_Soal untuk Dijawab_.
1. Terjemahkan kalimat berikut dari teks tentang permintaan listrik dan batu bara ke dalam bahasa Inggris: "Sebagai perbandingan, PLN memperkirakan kenaikan permintaan listrik sebesar 4,9% antara tahun 2021 dan 2030, yang didorong oleh pemulihan dari dampak pandemi."
2. Lanjutkan teks tentang permintaan listrik dan batu bara mulai setelah kalimat terakhirnya.

======== Kutipan Dokumen

Dengan menggunakan skenario pertumbuhan permintaan listrik yang optimis berdasarkan RUPTL 2021-2030 dari PLN, perhitungan Ember menunjukkan bahwa permintaan listrik on-grid tahunan akan tumbuh sebesar 4,7% antara tahun 2023 dan 2030 hingga mencapai 445 TWh pada tahun 2030, meningkat dari 323 TWh pada tahun 2023. Sebagai perbandingan, PLN memperkirakan kenaikan permintaan listrik sebesar 4,9% antara tahun 2021 dan 2030, yang didorong oleh pemulihan dari dampak pandemi.
Saat ini, pembangkit listrik tenaga batu bara beroperasi pada kapasitas sekitar 49%, yang mengurangi biaya operasional pembangkit tersebut. Angka ini jauh lebih rendah dibandingkan faktor kapasitas yang disarankan untuk pembangkit listrik tenaga batu bara dalam RUPTL pada tahun 2030, yaitu antara 64-73%. Meningkatkan efisiensi pembangkit listrik tenaga batu bara menggunakan faktor kapasitas tersebut menunjukkan bahwa produksi akan melebihi permintaan. Jika target batu bara dalam RUPTL tercapai, produksi listrik yang berlebihan dari batu bara akan mencapai 42 TWh pada tahun 2030. Hal ini menunjukkan perencanaan pembangkit listrik batu bara baru dapat meningkatkan resiko stranded aset.
Biaya yang dihindari dari listrik yang dihasilkan oleh batu bara, yang bisa dialokasikan untuk energi terbarukan, berkisar antara 1,9 miliar USD dan 2,4 miliar USD, berdasarkan perhitungan biaya levelisasi energi untuk pembangkit listrik tenaga batu bara yang beroperasi pada kapasitas 64%.

================
======== Data yang Diberikan

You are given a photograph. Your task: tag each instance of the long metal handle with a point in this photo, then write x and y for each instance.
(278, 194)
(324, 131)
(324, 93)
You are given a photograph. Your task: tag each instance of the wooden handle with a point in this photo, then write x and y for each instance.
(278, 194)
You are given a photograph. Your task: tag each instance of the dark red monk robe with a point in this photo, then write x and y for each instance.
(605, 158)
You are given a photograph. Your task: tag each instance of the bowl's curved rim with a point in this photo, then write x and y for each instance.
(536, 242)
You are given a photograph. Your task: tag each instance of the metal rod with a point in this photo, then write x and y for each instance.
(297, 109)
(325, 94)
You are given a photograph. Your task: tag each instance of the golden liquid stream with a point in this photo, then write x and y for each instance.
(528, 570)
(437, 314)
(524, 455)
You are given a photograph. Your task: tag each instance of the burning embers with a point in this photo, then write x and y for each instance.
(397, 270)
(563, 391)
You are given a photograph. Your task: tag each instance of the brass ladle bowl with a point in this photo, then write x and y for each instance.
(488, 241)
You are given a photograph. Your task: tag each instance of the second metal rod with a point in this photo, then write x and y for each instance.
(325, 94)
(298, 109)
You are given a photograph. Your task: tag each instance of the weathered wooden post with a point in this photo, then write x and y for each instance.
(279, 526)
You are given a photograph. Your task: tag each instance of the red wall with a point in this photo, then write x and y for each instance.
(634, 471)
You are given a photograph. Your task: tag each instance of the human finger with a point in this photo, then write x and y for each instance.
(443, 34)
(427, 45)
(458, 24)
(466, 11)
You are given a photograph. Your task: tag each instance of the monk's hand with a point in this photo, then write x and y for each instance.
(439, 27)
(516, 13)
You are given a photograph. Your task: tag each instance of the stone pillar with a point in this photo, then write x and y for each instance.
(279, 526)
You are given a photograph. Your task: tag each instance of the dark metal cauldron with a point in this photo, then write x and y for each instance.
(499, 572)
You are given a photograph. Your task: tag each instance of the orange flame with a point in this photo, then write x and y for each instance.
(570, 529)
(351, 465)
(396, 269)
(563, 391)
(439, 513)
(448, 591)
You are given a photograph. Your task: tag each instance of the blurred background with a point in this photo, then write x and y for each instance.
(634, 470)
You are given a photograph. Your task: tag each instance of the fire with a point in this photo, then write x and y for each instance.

================

_Hasil Latihan_.
1. By comparison, PLN projects a 4.9% increase in electricity demand between 2021 and 2030, driven by recovery from the impact of the pandemic.

2.
Hal ini menawarkan peluang untuk mengembangkan energi bersih dan merealokasi investasi terhadap bahan bakar fossil, meskipun permintaan listrik kian meningkat.
Mempertahankan Momentum JETP
Memperkuat ambisi energi terbarukan akan meningkatkan keamanan energi di masa depan
JETP menargetkan peningkatan pangsa energi terbarukan menjadi 44% pada tahun 2030 dan 66% pada tahun 2035.
Keinginan untuk meningkatkan keamanan, kecukupan, dan keberlanjutan sistem listrik telah mendorong partisipasi Indonesia dalam JETP. Di bawah skenario JETP, pangsa energi terbarukan dalam bauran tenaga listrik akan mencapai 44% pada tahun 2030, dengan tenaga surya dan angin masing-masing menyumbang 8% dan 6% dari total pembangkitan listrik. Ini menandai peningkatan signifikan untuk kedua sumber energi tersebut dari angka saat ini yang bahkan belum mencapai 1%.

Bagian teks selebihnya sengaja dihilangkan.